PROBLEM TO WORK ON:
Answer these questions using the passage on the blackberry festival below:
(a) How old is the festival?
(b) What does the passage say the wild blackberry costs?
(c) What does the passage call the only real price of blackberries?

SELECTED PASSAGE:
════════

For more than three decades, aside from COVID years and the odd rainstorm, thousands of people have flocked to the annual gathering to sample food, listen to music and catch up with old friends or former schoolmates. The pandemic temporarily put a stop to that reminiscing. Only time will tell if those throngs of people are ready to revisit the 37-year-old festival. We’ll find out tonight!
Due to the blackberry’s usual abundance in the qathet region, with this year seeming to be an outlier, the honour as festival namesake is more than deserved for the wild, invasive species that brings the community together for one night. With grocery costs continuing to rise, the price of the wild blackberry remains the same: free (if you can find a ripe patch these days).
The only real price is the effort: picking a sufficient number, processing the bounty and, on occasion, dealing with the odd cut to the finger from handling the sometimes treacherous plant.
After that, blackberries just keep on giving. Their versatility is only confined to the imagination of whomever takes them out of the refrigerator or freezer to turn them into sauces, spreads, drinks, dressings, desserts or snacks.

════════

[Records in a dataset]
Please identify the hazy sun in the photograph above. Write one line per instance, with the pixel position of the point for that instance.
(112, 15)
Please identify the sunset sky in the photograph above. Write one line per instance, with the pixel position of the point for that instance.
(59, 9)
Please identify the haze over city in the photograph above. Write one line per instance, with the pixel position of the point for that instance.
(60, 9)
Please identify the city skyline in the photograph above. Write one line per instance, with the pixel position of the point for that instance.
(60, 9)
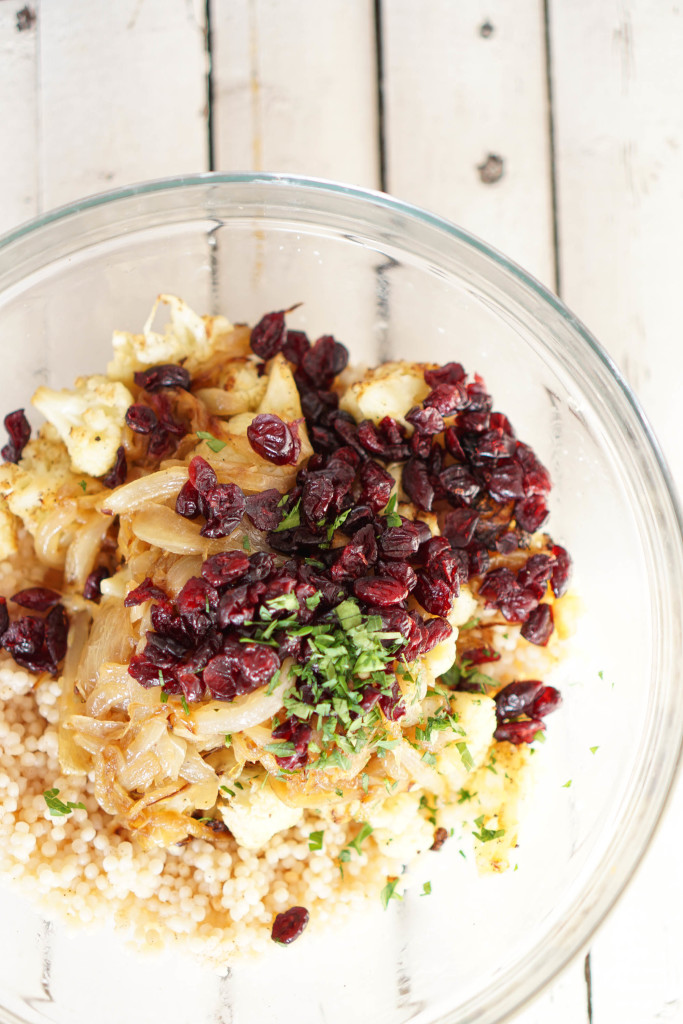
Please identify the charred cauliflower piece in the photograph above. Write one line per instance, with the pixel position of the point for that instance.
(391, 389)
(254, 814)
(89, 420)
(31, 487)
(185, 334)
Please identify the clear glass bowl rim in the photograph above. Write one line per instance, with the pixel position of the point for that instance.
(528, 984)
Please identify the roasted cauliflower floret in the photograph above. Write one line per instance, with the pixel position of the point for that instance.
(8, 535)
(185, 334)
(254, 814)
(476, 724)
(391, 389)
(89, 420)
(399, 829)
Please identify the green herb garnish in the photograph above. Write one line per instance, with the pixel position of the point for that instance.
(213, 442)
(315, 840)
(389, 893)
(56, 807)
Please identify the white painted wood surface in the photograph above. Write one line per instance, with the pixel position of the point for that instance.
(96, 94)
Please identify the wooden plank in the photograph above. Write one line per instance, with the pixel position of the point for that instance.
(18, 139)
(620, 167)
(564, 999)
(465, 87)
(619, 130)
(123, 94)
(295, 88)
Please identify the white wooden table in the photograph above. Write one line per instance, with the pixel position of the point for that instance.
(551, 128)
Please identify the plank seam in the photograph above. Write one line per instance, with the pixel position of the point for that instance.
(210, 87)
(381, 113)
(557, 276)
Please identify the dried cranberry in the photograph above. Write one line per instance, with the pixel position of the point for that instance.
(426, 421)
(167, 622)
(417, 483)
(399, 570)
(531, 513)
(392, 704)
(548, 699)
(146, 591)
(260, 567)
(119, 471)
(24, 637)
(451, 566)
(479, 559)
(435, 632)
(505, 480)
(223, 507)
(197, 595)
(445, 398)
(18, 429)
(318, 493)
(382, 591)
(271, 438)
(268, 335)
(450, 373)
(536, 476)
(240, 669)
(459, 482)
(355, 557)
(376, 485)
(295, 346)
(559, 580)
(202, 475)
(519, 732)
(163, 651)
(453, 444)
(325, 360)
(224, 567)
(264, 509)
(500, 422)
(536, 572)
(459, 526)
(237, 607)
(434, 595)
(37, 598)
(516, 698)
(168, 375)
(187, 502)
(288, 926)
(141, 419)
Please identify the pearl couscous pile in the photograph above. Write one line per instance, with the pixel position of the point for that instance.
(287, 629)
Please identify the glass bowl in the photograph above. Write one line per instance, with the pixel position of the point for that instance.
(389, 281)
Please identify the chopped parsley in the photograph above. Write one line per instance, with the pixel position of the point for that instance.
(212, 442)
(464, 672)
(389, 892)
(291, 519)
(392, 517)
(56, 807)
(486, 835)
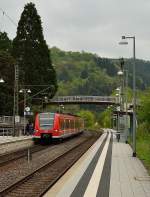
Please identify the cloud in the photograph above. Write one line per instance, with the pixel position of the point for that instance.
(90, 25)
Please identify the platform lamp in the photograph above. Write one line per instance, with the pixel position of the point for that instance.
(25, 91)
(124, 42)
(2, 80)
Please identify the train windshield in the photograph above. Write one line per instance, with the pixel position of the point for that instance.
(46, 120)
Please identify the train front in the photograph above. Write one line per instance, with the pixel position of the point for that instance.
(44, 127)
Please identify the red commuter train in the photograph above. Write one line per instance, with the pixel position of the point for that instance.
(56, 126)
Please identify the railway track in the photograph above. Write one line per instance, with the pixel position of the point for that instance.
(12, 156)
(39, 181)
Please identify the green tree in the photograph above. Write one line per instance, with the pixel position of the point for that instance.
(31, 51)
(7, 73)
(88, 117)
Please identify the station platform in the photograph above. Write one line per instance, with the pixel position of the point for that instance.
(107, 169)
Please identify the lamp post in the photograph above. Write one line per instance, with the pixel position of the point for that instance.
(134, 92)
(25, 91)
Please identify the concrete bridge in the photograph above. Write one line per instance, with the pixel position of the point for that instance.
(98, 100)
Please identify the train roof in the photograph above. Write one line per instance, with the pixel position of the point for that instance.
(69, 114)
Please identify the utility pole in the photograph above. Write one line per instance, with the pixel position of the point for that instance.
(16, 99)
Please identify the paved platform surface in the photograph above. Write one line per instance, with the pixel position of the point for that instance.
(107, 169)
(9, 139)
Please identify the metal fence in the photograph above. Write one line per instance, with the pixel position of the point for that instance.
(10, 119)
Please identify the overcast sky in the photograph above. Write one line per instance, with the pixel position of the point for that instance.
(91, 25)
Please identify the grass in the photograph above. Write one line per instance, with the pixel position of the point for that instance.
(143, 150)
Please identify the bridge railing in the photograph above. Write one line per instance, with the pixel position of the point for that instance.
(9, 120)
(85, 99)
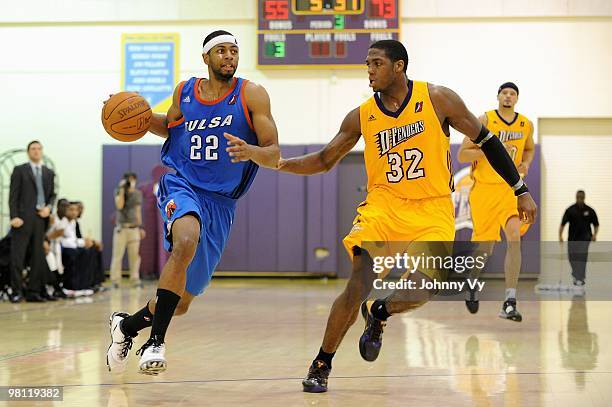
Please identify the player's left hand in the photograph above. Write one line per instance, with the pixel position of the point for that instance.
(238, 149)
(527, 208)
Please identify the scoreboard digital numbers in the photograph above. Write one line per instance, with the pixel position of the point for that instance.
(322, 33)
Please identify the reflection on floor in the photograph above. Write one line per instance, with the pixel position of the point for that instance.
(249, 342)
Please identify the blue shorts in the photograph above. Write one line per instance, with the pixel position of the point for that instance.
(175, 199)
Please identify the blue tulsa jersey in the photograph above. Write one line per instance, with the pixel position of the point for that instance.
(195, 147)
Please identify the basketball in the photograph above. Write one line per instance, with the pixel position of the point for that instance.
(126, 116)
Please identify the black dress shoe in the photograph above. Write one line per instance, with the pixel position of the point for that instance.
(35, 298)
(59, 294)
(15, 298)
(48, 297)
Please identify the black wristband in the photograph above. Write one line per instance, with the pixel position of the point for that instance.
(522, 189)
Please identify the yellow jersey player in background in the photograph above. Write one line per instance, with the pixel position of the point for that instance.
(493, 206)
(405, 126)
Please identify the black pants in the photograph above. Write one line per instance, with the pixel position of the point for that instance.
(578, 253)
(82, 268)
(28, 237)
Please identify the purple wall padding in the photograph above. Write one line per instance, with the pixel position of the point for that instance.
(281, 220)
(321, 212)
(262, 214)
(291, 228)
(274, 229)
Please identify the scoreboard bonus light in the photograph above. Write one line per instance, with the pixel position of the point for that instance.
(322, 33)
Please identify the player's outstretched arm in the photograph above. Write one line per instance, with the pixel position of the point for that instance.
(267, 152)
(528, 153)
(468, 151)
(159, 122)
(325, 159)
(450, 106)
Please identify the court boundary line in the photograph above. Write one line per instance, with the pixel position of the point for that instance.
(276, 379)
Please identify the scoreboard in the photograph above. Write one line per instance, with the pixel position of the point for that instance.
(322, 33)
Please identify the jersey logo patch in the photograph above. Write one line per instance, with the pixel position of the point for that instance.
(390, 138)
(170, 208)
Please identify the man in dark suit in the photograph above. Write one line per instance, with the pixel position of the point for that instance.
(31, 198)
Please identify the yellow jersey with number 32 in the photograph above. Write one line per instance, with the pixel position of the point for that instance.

════════

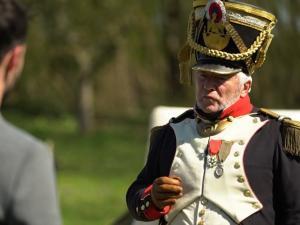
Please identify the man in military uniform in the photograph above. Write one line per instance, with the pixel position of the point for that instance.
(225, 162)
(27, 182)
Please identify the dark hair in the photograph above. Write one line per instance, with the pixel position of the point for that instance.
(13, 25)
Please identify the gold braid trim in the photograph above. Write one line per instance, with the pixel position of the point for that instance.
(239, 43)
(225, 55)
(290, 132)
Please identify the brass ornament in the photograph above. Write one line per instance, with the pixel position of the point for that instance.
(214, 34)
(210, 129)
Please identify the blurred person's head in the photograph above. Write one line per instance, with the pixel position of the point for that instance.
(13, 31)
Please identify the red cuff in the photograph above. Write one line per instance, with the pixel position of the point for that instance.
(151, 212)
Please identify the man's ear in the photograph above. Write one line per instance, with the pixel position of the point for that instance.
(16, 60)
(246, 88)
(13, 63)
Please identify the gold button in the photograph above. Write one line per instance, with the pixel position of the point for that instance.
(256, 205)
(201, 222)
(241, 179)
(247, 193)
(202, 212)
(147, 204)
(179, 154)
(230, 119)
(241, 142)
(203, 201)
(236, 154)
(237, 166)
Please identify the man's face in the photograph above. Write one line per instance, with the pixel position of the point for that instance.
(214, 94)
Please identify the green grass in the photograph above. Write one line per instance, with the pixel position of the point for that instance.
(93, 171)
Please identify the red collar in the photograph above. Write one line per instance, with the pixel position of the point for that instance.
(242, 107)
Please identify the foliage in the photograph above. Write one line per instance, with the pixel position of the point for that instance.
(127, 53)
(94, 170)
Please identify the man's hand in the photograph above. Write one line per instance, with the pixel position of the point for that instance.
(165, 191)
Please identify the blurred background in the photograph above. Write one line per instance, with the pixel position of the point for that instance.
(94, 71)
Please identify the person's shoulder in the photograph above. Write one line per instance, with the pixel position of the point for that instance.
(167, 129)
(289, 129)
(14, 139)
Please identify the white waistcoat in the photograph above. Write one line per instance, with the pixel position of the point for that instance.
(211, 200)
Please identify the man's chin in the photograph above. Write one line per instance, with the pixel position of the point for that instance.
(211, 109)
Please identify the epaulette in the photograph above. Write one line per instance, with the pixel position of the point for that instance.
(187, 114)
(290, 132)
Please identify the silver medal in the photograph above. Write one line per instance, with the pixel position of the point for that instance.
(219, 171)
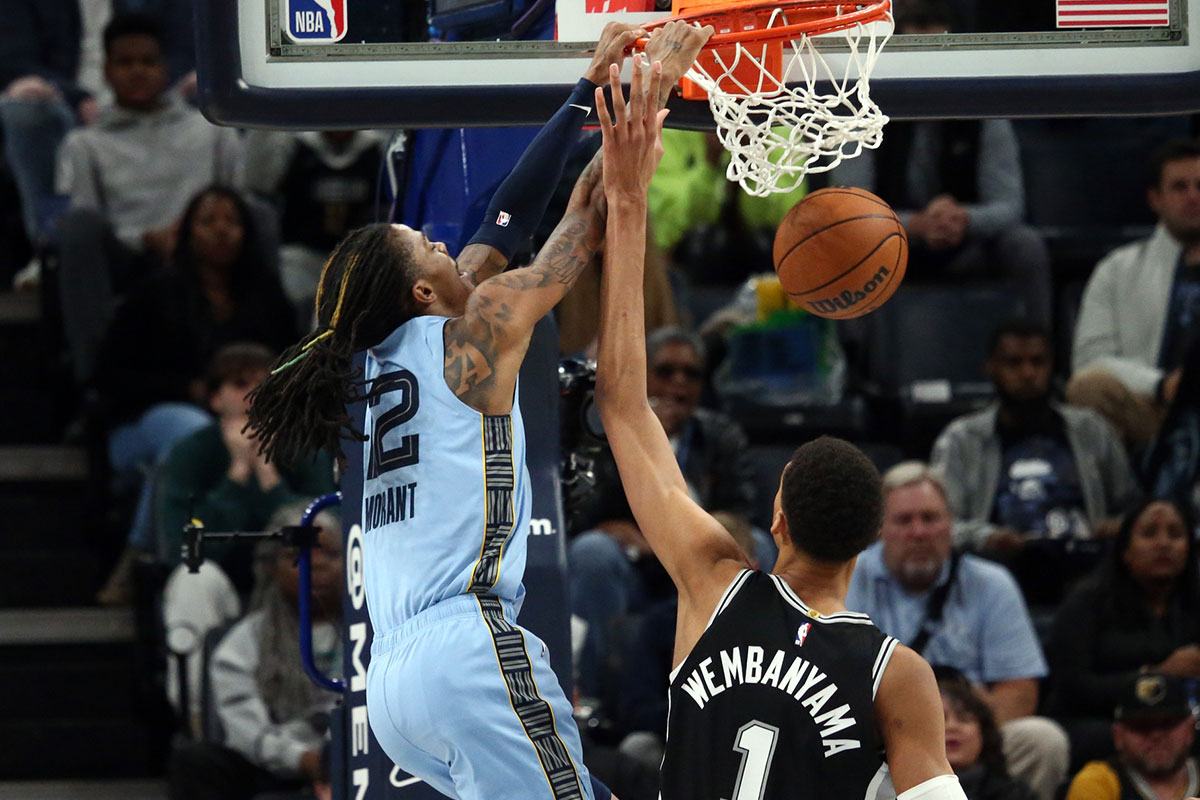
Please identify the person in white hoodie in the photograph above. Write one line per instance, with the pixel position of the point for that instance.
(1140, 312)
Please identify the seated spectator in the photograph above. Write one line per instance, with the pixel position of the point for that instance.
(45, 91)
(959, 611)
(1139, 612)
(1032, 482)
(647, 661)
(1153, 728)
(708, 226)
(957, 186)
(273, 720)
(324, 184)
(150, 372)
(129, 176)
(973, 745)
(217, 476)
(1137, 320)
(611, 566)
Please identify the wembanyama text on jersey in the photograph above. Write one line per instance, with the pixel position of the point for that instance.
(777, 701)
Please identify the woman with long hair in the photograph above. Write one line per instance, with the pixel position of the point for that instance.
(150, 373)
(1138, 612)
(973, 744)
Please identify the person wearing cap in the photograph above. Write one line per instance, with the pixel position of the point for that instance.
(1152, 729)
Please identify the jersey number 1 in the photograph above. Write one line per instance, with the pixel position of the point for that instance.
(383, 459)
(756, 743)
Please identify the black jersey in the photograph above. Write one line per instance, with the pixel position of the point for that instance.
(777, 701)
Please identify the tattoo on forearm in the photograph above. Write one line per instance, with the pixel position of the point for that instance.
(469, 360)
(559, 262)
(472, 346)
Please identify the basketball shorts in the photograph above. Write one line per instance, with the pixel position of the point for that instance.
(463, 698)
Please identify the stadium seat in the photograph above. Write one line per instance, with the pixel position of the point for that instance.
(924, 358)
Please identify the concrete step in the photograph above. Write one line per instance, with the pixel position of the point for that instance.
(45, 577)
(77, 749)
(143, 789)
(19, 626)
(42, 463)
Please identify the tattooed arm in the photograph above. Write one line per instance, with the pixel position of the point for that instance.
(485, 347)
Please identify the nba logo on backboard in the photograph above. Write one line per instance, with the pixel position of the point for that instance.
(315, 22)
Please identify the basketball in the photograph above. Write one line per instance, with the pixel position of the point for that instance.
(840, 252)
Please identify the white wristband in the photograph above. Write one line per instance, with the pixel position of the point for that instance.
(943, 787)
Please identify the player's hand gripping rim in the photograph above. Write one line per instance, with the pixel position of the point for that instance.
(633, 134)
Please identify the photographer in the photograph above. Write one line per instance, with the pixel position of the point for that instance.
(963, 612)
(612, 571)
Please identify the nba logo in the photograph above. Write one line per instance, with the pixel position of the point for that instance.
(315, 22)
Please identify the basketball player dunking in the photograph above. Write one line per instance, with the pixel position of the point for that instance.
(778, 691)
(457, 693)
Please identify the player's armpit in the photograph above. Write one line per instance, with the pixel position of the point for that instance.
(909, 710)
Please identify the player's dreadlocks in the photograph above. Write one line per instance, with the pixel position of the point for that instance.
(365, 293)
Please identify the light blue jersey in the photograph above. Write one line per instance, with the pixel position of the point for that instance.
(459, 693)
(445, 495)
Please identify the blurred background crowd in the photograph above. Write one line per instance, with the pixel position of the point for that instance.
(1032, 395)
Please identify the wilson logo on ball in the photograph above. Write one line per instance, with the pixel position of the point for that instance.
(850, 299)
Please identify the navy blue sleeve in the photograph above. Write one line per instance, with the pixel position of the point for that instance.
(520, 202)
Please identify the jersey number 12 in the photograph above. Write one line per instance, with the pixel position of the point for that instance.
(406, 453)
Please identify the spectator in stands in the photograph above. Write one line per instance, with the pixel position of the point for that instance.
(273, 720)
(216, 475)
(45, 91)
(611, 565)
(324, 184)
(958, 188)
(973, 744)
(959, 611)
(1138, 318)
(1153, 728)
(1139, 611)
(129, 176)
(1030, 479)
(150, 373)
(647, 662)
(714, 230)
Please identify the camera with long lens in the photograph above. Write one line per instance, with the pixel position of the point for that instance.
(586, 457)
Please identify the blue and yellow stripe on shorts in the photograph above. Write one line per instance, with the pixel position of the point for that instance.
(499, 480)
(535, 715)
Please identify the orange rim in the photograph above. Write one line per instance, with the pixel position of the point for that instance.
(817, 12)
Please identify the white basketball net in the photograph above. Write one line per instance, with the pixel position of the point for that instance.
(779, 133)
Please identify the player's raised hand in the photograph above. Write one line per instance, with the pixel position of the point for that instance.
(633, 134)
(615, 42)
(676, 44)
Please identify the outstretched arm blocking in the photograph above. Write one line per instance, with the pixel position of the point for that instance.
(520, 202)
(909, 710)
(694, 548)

════════

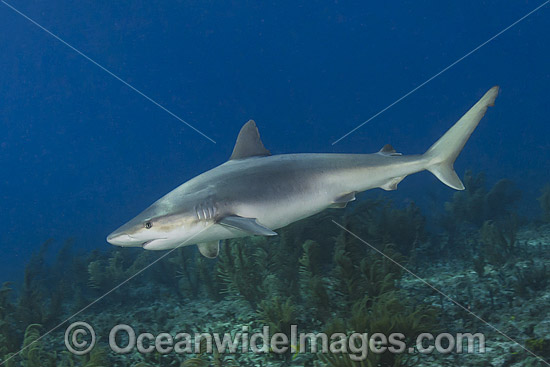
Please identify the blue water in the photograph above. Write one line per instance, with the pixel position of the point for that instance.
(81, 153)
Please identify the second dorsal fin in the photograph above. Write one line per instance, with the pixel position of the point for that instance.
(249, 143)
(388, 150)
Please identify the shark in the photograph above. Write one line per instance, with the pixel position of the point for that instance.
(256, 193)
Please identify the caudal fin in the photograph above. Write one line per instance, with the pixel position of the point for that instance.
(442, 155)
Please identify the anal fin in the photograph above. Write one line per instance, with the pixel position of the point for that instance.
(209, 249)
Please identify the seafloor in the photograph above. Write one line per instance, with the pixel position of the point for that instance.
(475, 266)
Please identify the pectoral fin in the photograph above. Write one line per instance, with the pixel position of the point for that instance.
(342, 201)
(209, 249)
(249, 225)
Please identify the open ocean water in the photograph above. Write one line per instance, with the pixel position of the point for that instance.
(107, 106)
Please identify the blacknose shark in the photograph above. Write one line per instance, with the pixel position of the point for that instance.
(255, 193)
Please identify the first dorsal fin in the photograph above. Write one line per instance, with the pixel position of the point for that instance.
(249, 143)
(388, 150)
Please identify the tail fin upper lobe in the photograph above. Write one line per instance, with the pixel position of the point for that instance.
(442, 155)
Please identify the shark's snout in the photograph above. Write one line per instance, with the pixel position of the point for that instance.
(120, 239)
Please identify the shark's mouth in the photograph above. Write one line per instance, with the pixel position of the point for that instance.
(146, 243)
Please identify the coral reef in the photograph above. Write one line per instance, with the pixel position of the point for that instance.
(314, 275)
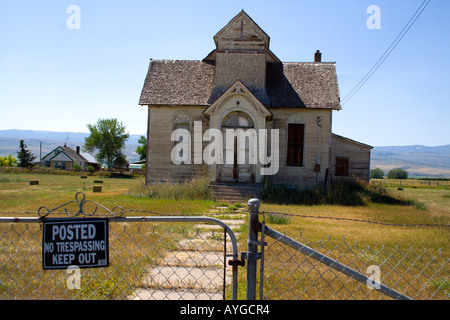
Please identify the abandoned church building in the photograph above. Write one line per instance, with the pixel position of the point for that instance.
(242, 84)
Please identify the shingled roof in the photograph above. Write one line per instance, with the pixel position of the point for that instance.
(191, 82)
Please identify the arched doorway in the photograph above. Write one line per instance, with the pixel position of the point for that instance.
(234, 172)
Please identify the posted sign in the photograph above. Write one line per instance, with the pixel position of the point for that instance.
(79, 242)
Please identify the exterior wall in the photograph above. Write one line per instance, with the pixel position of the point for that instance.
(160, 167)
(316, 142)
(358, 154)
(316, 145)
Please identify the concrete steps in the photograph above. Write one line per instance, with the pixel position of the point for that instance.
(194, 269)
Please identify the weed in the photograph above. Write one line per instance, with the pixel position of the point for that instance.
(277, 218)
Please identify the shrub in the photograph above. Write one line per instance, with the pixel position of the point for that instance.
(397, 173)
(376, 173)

════════

RESULT BELOW:
(a) 37 years old.
(b) It is free, if you can find a ripe patch.
(c) The effort: picking enough of them, processing the bounty, and sometimes dealing with a cut to the finger from the plant.